* _AUFGABE A_
Benenne in allen Datensätzen „bench armrest“ in „seat armrest“ um und gib die Datensätze sonst unverändert wieder. Die Bilder gehören nicht in die Antwort.

* _QUELLE_
• • • • • • •
Der Fläche des Betraumes ist ovalrund gehalten, die hohe Wand weiß getüncht. Oben links und rechts des Schreins  leuchtet klein gehalten und durch elektrische Birnchen dargestellt an der Wand die Menora, der sie­benarmige Leuchter, das Symbol für das Judentum. In der Decke ausgespart sieht man eine Lichtkuppel,  in der man den grau-blauen Davidsstern einge-lassen hat. Gleich einem Schilde schwebt er am Deckenhimmel und soll die versammelten Gläubigen und den Betraum beschützen. Von der Decke abgelassen hängen zwei große aus zwei übereinander angeord-neten Ringen bestehende Leuchter, die den ganzen Raum hell erstrahlen.

 
 

Im Zentrum des Raumes steht ein großer kubischer Block als nachempfundener Opferaltar. Der gesamte Innenraum ist mit schwarz gehaltenen Bänken ausgefüllt, deren Sitzflächen mit dickem rotem Polster belegt sind, was einem ungewohnten, jedoch aber modernen Zeitgeschmack und Farbkontrast entspricht. Darüber hinaus sind die Bänke an den Seiten tribünenartig aufgebaut, so dass jederzeit das Gesche­hen am Altar mit verfolgt werden kann.

 

 

Nach einer Zwischenfrage erklärt unsere Führerin, Männer und Frauen mit Kindern würden getrennt im Betraum Platz nehmen, dabei sitzen die Männer in den quer gestellten Bänken vor dem Thoraschrein, die Frauen und Kinder belegen die seitlichen Tribünen. Weiterhin erfährt die Gruppe, dass der jüdische Kalender, ein so genannter Mondkalender, heuer das Jahr 5773 schreibt, dass es seit der Zerstörung des Tempels zu Jerusalem im Jahre 70 nach der christlichen Zeitrechnung durch die Römer keinen neuen Tempel gegeben hat und dass bis heute eine qualitative Abstufung zwischen Tempel und Synagoge besteht.
• • • • • • •
* _AUFLISTUNG_

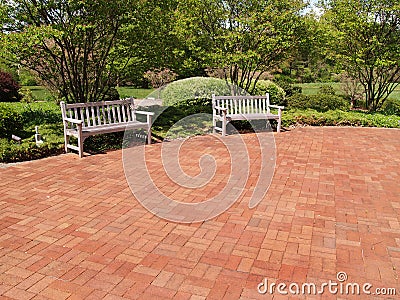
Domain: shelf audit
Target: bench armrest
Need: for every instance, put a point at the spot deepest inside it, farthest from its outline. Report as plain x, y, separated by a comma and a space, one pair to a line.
276, 106
149, 113
74, 121
221, 108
• • • • • • •
* _AUFGABE B_
Tippe aus der Beschreibung des Betraums die Stelle wortgetreu ab, die mit „Der Fläche des“ anfängt und mit „Raum hell erstrahlen.“ aufhört.

* _ENDGÜLTIGE ANTWORT A_
Domain: shelf audit
Target: seat armrest
Need: for every instance, put a point at the spot deepest inside it, farthest from its outline. Report as plain x, y, separated by a comma and a space, one pair to a line.
276, 106
149, 113
74, 121
221, 108

* _ENDGÜLTIGE ANTWORT B_
Der Fläche des Betraumes ist ovalrund gehalten, die hohe Wand weiß getüncht. Oben links und rechts des Schreins  leuchtet klein gehalten und durch elektrische Birnchen dargestellt an der Wand die Menora, der sie­benarmige Leuchter, das Symbol für das Judentum. In der Decke ausgespart sieht man eine Lichtkuppel,  in der man den grau-blauen Davidsstern einge-lassen hat. Gleich einem Schilde schwebt er am Deckenhimmel und soll die versammelten Gläubigen und den Betraum beschützen. Von der Decke abgelassen hängen zwei große aus zwei übereinander angeord-neten Ringen bestehende Leuchter, die den ganzen Raum hell erstrahlen.